= EXERCISE PROMPT =
Please output the listing from the line with "label the round window, a point per instance." through the end of the listing as a two-column CSV with the headers text and answer. Give one row for each labeling line and the coordinates that follow it, with each value in a quoted field and line breaks replaced by spaces.
** begin EXERCISE MATERIAL **
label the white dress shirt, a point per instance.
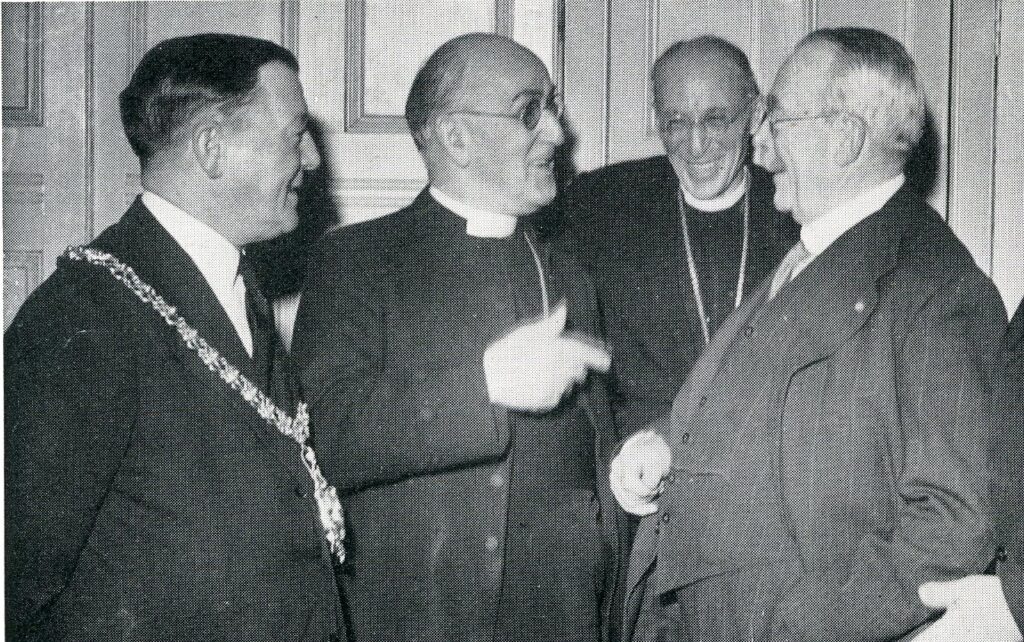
(215, 257)
(478, 222)
(821, 232)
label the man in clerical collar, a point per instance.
(827, 453)
(675, 242)
(145, 498)
(453, 369)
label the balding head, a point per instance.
(704, 89)
(467, 65)
(483, 114)
(711, 52)
(871, 75)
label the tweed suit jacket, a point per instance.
(859, 401)
(144, 499)
(623, 223)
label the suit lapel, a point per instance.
(141, 243)
(833, 298)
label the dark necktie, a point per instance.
(260, 317)
(784, 272)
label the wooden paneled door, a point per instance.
(610, 46)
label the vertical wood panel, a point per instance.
(1008, 224)
(586, 80)
(972, 128)
(23, 59)
(124, 23)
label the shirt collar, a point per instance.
(215, 257)
(821, 232)
(478, 222)
(722, 202)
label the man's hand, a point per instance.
(638, 471)
(531, 368)
(976, 611)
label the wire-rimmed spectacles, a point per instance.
(767, 110)
(529, 114)
(716, 126)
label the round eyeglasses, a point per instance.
(767, 112)
(531, 111)
(716, 125)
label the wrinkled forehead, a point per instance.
(803, 79)
(697, 84)
(498, 75)
(281, 90)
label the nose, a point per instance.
(697, 140)
(765, 153)
(309, 155)
(551, 128)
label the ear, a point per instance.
(453, 135)
(208, 147)
(851, 132)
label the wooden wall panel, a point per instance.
(23, 61)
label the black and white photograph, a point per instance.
(513, 321)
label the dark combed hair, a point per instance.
(181, 77)
(708, 47)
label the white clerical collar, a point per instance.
(215, 257)
(722, 202)
(478, 222)
(822, 231)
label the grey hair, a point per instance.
(873, 76)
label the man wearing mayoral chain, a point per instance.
(160, 483)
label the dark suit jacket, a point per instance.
(389, 339)
(865, 385)
(623, 222)
(1008, 470)
(144, 499)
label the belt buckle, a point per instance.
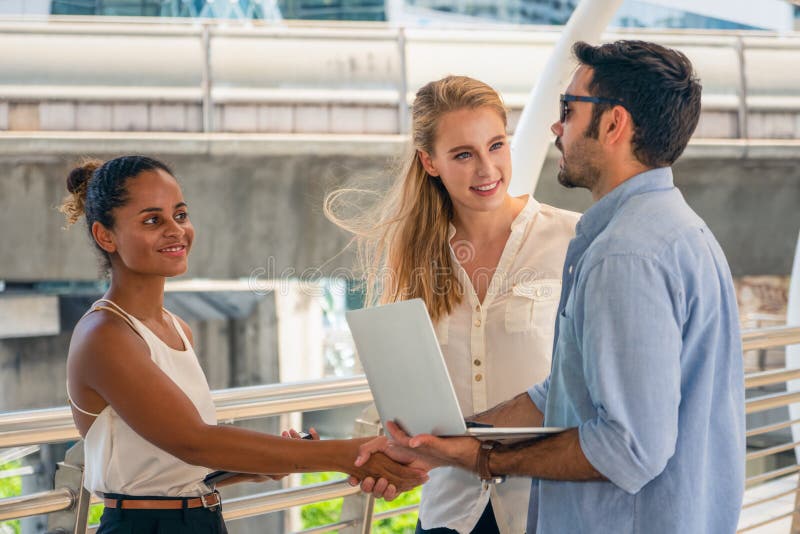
(210, 506)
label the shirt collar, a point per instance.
(600, 214)
(520, 222)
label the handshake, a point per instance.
(388, 467)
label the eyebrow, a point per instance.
(178, 205)
(467, 147)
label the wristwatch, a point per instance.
(482, 463)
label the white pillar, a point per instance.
(793, 351)
(532, 136)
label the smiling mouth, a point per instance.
(486, 187)
(173, 249)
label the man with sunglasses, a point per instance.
(647, 372)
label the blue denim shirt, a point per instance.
(647, 364)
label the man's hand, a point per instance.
(456, 451)
(393, 478)
(422, 451)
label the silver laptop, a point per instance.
(408, 377)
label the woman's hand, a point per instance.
(293, 434)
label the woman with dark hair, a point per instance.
(138, 395)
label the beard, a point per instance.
(580, 170)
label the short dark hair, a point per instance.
(96, 188)
(659, 89)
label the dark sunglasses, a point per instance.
(565, 98)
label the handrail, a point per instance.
(51, 425)
(772, 336)
(55, 424)
(43, 502)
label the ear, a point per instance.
(104, 237)
(427, 163)
(616, 126)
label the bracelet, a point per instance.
(482, 461)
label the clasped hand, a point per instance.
(422, 453)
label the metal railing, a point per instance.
(209, 64)
(26, 428)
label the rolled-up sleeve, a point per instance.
(628, 321)
(538, 394)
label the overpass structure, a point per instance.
(261, 120)
(114, 75)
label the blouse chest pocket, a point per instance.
(533, 305)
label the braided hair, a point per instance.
(97, 188)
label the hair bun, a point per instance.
(79, 176)
(77, 181)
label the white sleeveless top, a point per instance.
(117, 459)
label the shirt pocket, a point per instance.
(533, 305)
(442, 329)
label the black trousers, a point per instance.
(185, 521)
(486, 525)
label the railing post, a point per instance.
(402, 107)
(742, 90)
(793, 361)
(358, 509)
(69, 474)
(207, 81)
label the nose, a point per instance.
(174, 229)
(484, 167)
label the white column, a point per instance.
(793, 351)
(532, 136)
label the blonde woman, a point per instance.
(487, 265)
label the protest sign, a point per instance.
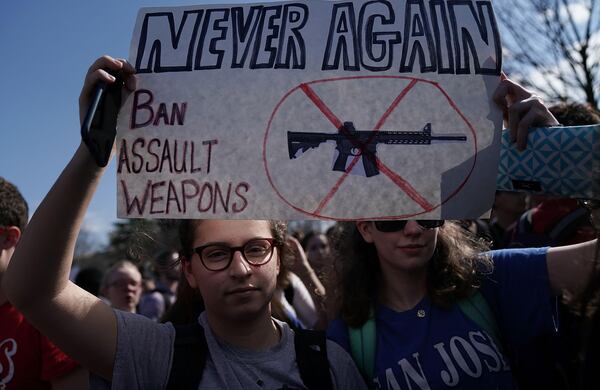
(320, 109)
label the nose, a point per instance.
(239, 267)
(412, 228)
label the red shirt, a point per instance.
(28, 360)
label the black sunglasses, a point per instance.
(396, 226)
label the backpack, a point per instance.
(189, 358)
(363, 340)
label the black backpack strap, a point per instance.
(189, 357)
(311, 356)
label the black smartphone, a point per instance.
(99, 127)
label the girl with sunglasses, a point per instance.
(430, 311)
(233, 264)
(425, 305)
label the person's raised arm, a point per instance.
(522, 109)
(37, 278)
(570, 268)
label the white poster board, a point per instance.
(312, 109)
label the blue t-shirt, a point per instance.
(429, 347)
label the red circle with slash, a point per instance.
(306, 89)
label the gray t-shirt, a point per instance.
(145, 352)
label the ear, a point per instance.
(186, 266)
(365, 228)
(10, 237)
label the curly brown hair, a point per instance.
(13, 207)
(454, 270)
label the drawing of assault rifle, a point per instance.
(352, 142)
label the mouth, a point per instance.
(242, 290)
(411, 246)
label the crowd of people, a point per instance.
(405, 304)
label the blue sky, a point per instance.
(46, 49)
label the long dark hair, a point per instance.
(453, 272)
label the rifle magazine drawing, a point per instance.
(363, 143)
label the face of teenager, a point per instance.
(317, 249)
(407, 250)
(241, 290)
(124, 288)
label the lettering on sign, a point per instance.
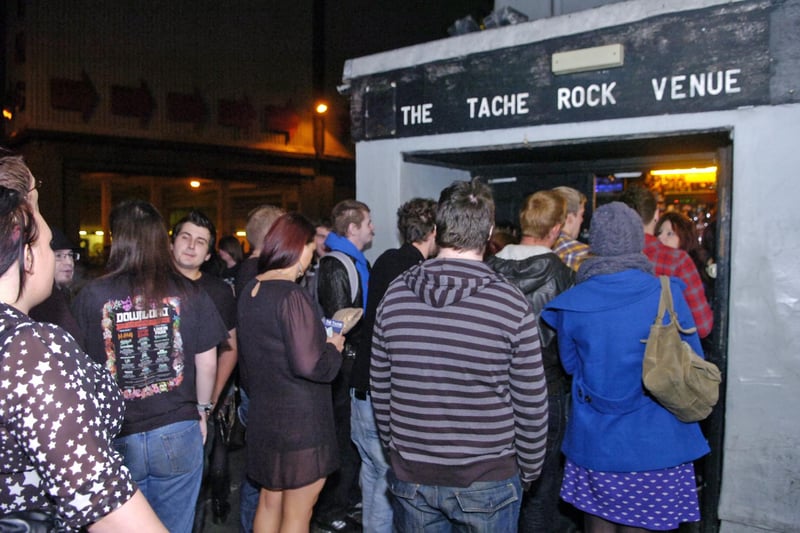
(417, 114)
(579, 96)
(498, 106)
(697, 85)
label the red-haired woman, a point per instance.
(287, 364)
(678, 231)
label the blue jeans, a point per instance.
(376, 509)
(483, 507)
(167, 465)
(540, 505)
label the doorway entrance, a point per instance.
(691, 173)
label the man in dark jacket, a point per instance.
(351, 233)
(541, 275)
(416, 222)
(55, 309)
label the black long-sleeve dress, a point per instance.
(287, 367)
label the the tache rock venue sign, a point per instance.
(705, 60)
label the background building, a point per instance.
(708, 90)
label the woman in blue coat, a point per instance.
(629, 460)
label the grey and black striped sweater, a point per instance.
(457, 381)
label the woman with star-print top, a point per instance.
(58, 410)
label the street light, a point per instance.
(319, 128)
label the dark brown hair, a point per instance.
(284, 242)
(140, 251)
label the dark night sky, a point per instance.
(355, 28)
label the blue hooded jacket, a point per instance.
(614, 426)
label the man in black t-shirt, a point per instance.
(192, 242)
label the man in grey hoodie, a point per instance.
(457, 380)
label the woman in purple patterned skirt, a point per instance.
(629, 460)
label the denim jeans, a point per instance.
(376, 509)
(167, 465)
(540, 512)
(483, 507)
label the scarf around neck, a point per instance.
(597, 265)
(341, 244)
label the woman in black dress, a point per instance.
(287, 363)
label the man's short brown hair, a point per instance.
(347, 212)
(542, 211)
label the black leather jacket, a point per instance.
(541, 278)
(334, 294)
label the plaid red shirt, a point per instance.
(570, 251)
(677, 263)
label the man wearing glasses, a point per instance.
(56, 308)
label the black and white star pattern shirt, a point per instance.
(59, 412)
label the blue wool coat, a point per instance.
(613, 425)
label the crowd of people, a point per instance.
(484, 388)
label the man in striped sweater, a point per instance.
(457, 381)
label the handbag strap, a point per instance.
(665, 304)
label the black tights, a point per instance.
(595, 524)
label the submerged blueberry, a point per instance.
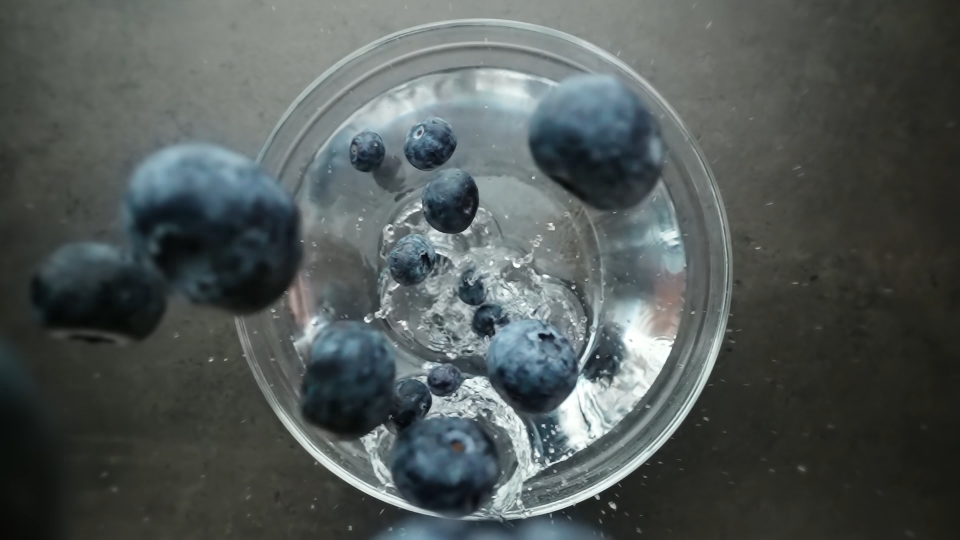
(487, 318)
(348, 386)
(592, 135)
(445, 465)
(97, 293)
(412, 260)
(450, 201)
(532, 366)
(221, 231)
(411, 402)
(366, 151)
(430, 144)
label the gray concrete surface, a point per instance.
(833, 131)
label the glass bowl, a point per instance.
(643, 294)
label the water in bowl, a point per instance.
(611, 282)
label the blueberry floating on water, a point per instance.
(97, 293)
(366, 151)
(450, 201)
(221, 231)
(429, 144)
(412, 260)
(593, 136)
(347, 389)
(532, 366)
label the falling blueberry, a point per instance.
(450, 201)
(471, 289)
(347, 389)
(366, 151)
(412, 260)
(97, 293)
(532, 366)
(445, 465)
(444, 379)
(430, 144)
(592, 135)
(487, 318)
(221, 231)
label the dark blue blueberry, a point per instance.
(31, 458)
(543, 529)
(445, 465)
(444, 379)
(97, 293)
(366, 151)
(487, 318)
(532, 366)
(412, 260)
(450, 201)
(411, 402)
(593, 136)
(347, 389)
(430, 144)
(471, 289)
(221, 231)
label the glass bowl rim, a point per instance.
(712, 190)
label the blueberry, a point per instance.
(444, 379)
(430, 144)
(348, 385)
(411, 402)
(445, 465)
(412, 260)
(487, 318)
(592, 135)
(542, 529)
(366, 151)
(471, 289)
(532, 366)
(31, 457)
(221, 231)
(450, 201)
(97, 293)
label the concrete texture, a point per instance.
(833, 128)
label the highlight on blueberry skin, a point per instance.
(532, 366)
(487, 318)
(411, 402)
(347, 389)
(367, 151)
(412, 260)
(593, 135)
(429, 144)
(446, 465)
(221, 231)
(97, 293)
(450, 201)
(470, 288)
(444, 380)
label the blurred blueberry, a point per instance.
(347, 389)
(444, 379)
(471, 289)
(97, 293)
(221, 231)
(366, 151)
(445, 465)
(450, 201)
(532, 366)
(412, 260)
(411, 402)
(592, 135)
(430, 144)
(487, 318)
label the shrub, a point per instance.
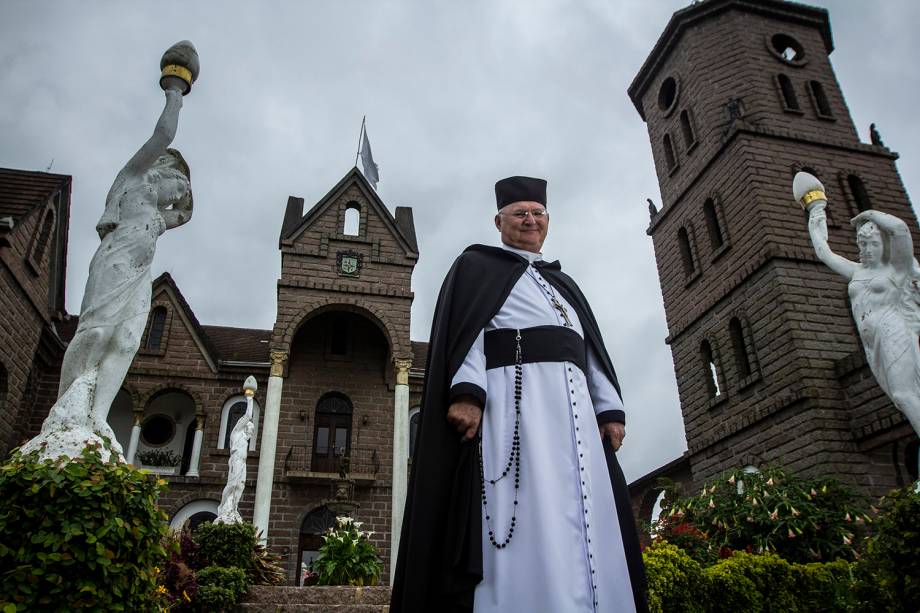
(347, 556)
(82, 534)
(888, 576)
(802, 520)
(226, 544)
(675, 581)
(214, 598)
(824, 587)
(158, 457)
(232, 578)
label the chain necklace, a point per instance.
(550, 293)
(513, 459)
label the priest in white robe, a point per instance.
(531, 395)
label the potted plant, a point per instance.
(160, 461)
(347, 556)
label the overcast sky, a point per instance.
(457, 95)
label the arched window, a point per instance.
(710, 371)
(352, 219)
(669, 157)
(234, 408)
(859, 192)
(712, 224)
(332, 432)
(686, 252)
(686, 127)
(742, 358)
(157, 326)
(822, 105)
(4, 382)
(790, 100)
(415, 416)
(43, 237)
(195, 513)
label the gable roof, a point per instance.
(403, 231)
(699, 11)
(24, 190)
(188, 316)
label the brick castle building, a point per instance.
(738, 96)
(336, 374)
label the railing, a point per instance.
(357, 464)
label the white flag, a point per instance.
(367, 160)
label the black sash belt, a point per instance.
(538, 344)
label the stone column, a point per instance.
(196, 447)
(266, 476)
(135, 437)
(400, 457)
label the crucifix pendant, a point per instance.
(562, 311)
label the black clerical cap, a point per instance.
(517, 189)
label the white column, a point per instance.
(400, 457)
(196, 447)
(266, 476)
(135, 438)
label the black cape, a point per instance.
(440, 548)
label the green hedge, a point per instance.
(745, 582)
(83, 534)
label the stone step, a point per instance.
(264, 607)
(326, 596)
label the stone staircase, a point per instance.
(338, 599)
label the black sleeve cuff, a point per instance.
(606, 417)
(467, 389)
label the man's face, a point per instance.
(521, 231)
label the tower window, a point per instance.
(787, 49)
(157, 326)
(742, 359)
(716, 239)
(686, 127)
(819, 98)
(686, 252)
(790, 100)
(859, 192)
(669, 156)
(352, 219)
(710, 371)
(667, 95)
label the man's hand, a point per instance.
(615, 431)
(465, 415)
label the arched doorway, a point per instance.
(314, 526)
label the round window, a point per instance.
(157, 430)
(667, 94)
(787, 49)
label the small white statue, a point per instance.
(228, 510)
(150, 195)
(884, 289)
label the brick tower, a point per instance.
(738, 95)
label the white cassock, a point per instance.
(566, 553)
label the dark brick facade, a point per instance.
(730, 120)
(340, 330)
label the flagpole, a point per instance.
(360, 134)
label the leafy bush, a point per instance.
(888, 576)
(675, 581)
(226, 544)
(232, 578)
(82, 534)
(214, 598)
(800, 519)
(158, 457)
(347, 556)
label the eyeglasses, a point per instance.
(537, 214)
** end EXERCISE MATERIAL **
= THE OUTPUT =
text,answer
"label the round window, a point per instance.","(157, 430) (667, 94) (787, 49)"
"label the small white statue, a point per instance.","(228, 510) (150, 195) (884, 289)"
"label the brick tower, a point per instance.","(738, 95)"
"label the white cassock, a point per instance.","(566, 553)"
"label the dark brick facade, a point per instance.","(730, 120) (340, 330)"
"label the flagpole, a point per instance.","(360, 134)"
"label the leafy bush, a point per instance.","(888, 576) (675, 581) (226, 544) (232, 578) (82, 534) (214, 598) (800, 519) (158, 457) (347, 556)"
"label the eyeglasses, a point per instance.","(537, 214)"